▶ _Problem description_
Determine how many lines in the records below contain the string "dense", treating uppercase and lowercase as different. Reply with that number alone.

▶ _Records supplied_
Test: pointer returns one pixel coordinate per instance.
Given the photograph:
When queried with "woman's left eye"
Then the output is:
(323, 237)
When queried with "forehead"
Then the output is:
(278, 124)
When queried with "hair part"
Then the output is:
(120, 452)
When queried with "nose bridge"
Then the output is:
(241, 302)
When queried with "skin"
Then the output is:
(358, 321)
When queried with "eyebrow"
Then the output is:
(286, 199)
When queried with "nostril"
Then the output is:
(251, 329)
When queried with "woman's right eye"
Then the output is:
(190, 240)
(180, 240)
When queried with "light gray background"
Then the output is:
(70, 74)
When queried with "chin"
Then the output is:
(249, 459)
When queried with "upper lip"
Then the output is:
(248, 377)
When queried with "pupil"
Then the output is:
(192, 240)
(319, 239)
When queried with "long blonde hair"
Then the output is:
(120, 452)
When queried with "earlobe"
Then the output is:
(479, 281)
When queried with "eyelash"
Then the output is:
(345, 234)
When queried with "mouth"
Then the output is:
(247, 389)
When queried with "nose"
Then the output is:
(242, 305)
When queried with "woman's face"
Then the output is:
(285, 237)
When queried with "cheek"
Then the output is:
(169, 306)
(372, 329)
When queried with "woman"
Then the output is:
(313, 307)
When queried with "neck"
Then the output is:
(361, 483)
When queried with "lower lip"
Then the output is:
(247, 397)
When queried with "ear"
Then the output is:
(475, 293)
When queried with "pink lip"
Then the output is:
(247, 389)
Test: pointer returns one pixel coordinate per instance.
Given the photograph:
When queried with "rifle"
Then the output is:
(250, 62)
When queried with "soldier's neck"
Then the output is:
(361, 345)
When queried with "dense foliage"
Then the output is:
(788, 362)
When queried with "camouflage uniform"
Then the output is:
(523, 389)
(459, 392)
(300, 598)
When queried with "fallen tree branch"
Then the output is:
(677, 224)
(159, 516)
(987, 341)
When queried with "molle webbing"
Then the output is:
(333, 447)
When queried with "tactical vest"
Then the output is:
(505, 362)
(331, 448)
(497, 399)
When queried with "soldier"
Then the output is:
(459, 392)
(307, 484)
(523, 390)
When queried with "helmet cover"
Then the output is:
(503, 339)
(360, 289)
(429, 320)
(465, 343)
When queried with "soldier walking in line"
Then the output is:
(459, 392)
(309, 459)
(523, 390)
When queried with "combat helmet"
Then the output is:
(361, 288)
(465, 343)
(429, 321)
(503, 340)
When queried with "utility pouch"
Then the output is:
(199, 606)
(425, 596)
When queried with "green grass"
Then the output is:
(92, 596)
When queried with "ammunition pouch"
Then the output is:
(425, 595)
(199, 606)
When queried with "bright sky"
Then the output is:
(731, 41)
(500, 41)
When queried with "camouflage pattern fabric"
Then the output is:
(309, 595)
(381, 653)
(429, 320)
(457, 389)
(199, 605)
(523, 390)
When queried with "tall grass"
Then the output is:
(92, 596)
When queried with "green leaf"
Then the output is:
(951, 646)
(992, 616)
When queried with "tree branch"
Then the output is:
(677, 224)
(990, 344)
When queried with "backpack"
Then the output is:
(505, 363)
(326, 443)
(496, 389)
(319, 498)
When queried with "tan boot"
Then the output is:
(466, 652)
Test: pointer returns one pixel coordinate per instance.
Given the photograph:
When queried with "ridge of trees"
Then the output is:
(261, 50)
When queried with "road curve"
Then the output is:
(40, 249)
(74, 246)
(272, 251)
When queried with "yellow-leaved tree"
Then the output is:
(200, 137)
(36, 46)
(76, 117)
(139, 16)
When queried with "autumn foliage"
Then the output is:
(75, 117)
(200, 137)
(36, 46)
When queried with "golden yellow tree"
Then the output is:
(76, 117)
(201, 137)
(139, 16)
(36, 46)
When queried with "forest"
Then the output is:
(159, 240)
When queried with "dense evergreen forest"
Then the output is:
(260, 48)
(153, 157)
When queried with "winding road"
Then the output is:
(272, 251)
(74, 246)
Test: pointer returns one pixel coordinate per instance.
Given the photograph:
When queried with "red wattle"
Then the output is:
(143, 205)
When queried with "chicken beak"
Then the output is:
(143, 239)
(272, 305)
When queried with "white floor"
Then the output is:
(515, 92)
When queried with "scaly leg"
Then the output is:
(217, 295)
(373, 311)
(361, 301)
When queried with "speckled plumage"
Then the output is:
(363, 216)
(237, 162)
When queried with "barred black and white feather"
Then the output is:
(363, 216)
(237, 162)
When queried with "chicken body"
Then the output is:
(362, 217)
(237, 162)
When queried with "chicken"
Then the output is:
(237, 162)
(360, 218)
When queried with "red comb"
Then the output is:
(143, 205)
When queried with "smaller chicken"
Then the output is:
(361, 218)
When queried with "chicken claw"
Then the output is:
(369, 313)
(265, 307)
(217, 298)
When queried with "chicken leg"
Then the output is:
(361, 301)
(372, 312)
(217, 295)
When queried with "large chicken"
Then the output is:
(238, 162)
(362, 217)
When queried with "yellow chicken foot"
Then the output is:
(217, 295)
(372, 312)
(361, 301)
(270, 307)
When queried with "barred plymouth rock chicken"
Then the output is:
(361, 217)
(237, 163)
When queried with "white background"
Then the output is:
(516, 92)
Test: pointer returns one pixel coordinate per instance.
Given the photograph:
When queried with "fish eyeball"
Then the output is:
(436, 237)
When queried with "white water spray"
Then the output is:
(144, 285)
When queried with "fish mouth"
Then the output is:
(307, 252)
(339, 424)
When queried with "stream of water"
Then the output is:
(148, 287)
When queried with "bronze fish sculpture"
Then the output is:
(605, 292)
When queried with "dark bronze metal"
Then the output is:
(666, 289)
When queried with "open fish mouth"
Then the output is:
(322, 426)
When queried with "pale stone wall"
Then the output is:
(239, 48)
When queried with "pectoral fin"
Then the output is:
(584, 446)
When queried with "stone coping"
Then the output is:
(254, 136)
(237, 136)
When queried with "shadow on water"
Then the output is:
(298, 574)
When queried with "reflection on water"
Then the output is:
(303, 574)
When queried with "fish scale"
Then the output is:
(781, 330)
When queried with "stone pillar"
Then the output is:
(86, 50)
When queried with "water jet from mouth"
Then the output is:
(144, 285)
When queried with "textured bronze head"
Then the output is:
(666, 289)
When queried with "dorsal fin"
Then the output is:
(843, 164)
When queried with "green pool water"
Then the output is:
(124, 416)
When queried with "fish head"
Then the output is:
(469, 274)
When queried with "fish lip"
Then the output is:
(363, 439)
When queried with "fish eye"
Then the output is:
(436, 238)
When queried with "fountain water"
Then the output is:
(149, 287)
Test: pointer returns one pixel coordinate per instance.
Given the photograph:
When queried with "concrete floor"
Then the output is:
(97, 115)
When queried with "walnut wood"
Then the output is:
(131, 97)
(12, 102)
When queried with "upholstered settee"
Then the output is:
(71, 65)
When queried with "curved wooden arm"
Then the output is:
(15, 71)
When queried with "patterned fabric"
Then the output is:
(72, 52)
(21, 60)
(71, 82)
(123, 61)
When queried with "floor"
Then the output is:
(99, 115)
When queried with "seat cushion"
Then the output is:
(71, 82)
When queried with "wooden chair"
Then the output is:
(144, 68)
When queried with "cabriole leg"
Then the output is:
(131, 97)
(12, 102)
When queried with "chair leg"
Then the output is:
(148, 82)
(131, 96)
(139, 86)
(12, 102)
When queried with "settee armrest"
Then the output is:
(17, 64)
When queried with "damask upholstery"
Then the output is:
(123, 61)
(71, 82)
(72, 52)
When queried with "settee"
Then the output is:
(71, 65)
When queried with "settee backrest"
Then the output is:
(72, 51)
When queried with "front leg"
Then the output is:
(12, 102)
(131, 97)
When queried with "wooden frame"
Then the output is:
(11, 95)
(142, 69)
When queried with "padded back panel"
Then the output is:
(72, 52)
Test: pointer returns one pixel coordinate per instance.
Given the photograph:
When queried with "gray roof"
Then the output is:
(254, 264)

▶ _Task answer_
2